What you need to do: Rewrite the items from the line containing "Do you see the cucumber" through the end, changing "positioned" to "located" and leaving everything else as it is.

== Excerpted data

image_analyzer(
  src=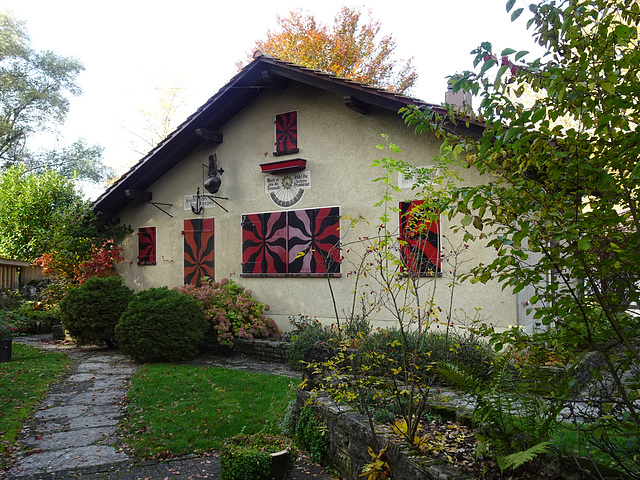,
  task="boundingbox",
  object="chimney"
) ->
[444,83,472,113]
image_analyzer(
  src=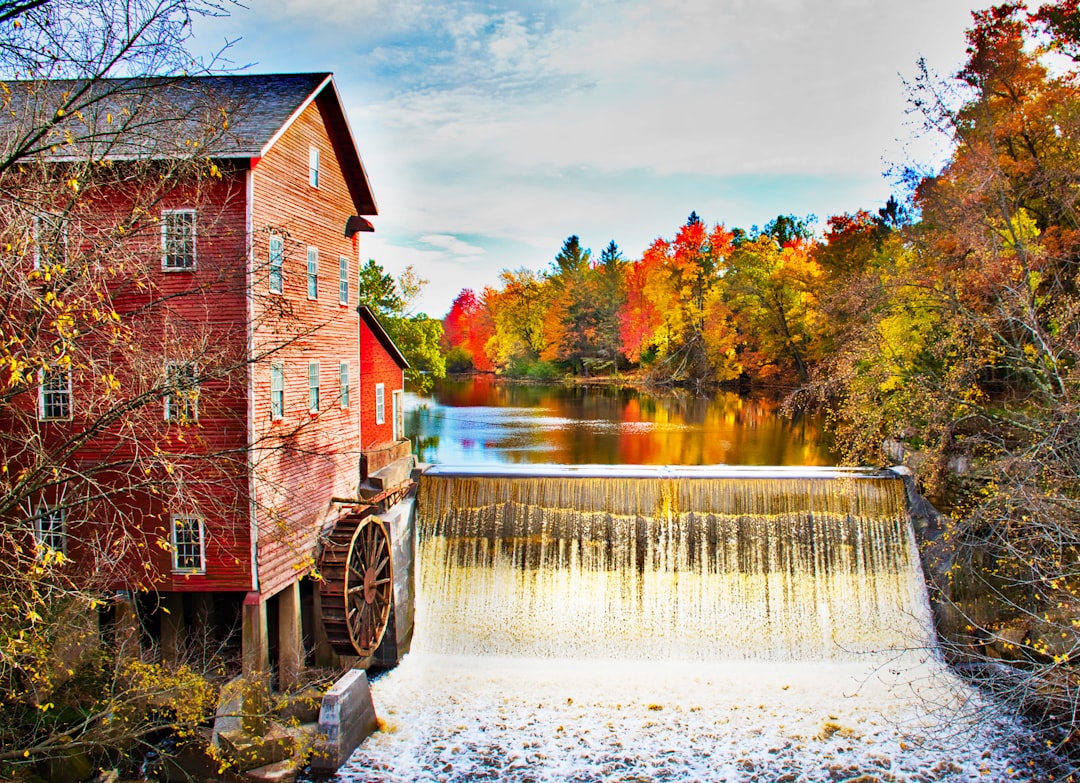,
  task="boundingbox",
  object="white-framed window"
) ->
[33,505,67,555]
[375,383,387,424]
[308,147,319,188]
[172,514,206,573]
[339,362,352,408]
[31,213,67,269]
[165,362,199,424]
[270,362,285,421]
[38,369,71,421]
[161,210,195,271]
[308,247,319,299]
[269,234,285,294]
[308,362,319,414]
[390,389,405,441]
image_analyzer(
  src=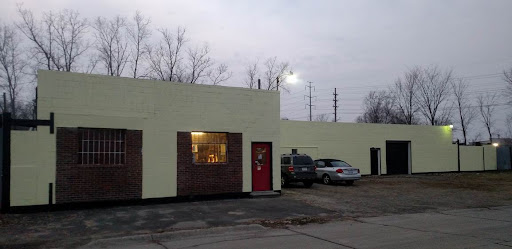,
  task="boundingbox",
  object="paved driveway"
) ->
[83,206,512,249]
[0,198,336,248]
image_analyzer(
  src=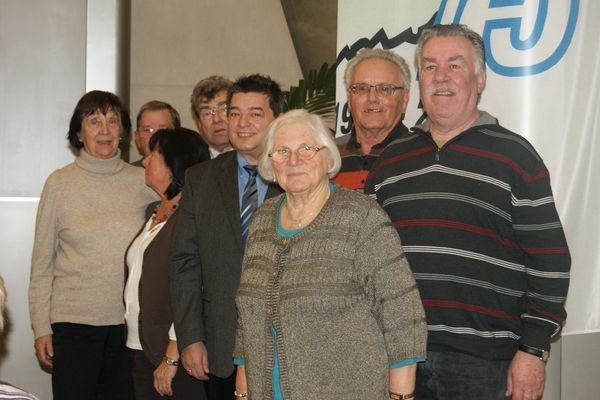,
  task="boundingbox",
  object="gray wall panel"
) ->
[0,201,52,400]
[564,332,600,400]
[0,0,86,197]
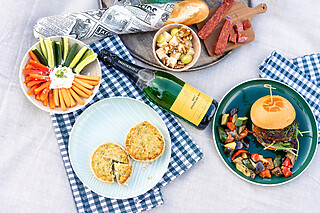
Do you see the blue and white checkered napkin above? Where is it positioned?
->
[51,36,203,212]
[259,51,320,142]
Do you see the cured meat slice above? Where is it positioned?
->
[214,19,233,55]
[229,33,237,44]
[238,33,248,43]
[242,19,251,30]
[197,0,234,40]
[234,22,244,34]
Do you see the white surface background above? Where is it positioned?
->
[0,0,320,213]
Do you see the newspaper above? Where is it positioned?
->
[33,2,176,39]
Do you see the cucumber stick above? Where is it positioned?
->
[55,41,62,66]
[64,44,78,67]
[74,53,98,73]
[61,37,69,61]
[39,35,48,59]
[78,49,93,64]
[44,39,55,69]
[31,47,48,66]
[69,46,88,69]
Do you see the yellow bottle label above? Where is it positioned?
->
[170,84,213,126]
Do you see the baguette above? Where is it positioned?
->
[164,0,209,25]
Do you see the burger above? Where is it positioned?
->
[250,95,299,154]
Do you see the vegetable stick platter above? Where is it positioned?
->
[99,0,251,71]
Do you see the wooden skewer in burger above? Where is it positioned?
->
[250,85,299,156]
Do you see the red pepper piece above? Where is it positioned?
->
[282,158,293,168]
[27,84,40,95]
[259,169,271,178]
[29,74,50,81]
[229,33,237,44]
[27,80,44,87]
[29,60,50,74]
[227,122,236,131]
[233,22,243,35]
[225,133,234,143]
[282,166,292,178]
[23,69,47,75]
[238,33,248,43]
[239,130,248,139]
[231,149,249,160]
[214,19,233,55]
[25,64,36,70]
[251,153,260,162]
[246,128,253,133]
[29,50,41,64]
[242,19,251,30]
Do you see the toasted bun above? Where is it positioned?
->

====

Right answer:
Do you see the cucumber stick above? Where is it located?
->
[55,41,62,66]
[64,44,78,67]
[74,53,98,73]
[61,37,69,61]
[39,35,48,59]
[78,49,93,64]
[44,39,55,69]
[31,47,48,66]
[69,46,88,69]
Do you see the yellow bottle label above? Where is it located?
->
[170,84,213,126]
Do you see the baguette above? Where is it located?
->
[164,0,209,25]
Do you see the burger above? Where is it located?
->
[250,95,299,154]
Do you see the vegetable stick platter above? Where is it located?
->
[99,0,251,71]
Do you see the wooden skewer in burger above? Where is it located?
->
[250,85,299,156]
Do you see the red pepper piece above? Where is it located?
->
[282,158,293,168]
[27,84,40,95]
[259,169,271,178]
[29,74,50,81]
[229,33,237,44]
[27,80,44,87]
[29,60,50,74]
[227,122,236,131]
[233,22,243,35]
[225,133,234,143]
[282,166,292,178]
[23,69,47,75]
[238,33,248,43]
[239,130,248,139]
[231,149,249,160]
[214,19,233,55]
[25,64,36,70]
[251,153,260,162]
[246,128,253,133]
[29,50,41,64]
[242,19,251,30]
Do you see the toasted bun above? Where is it located?
->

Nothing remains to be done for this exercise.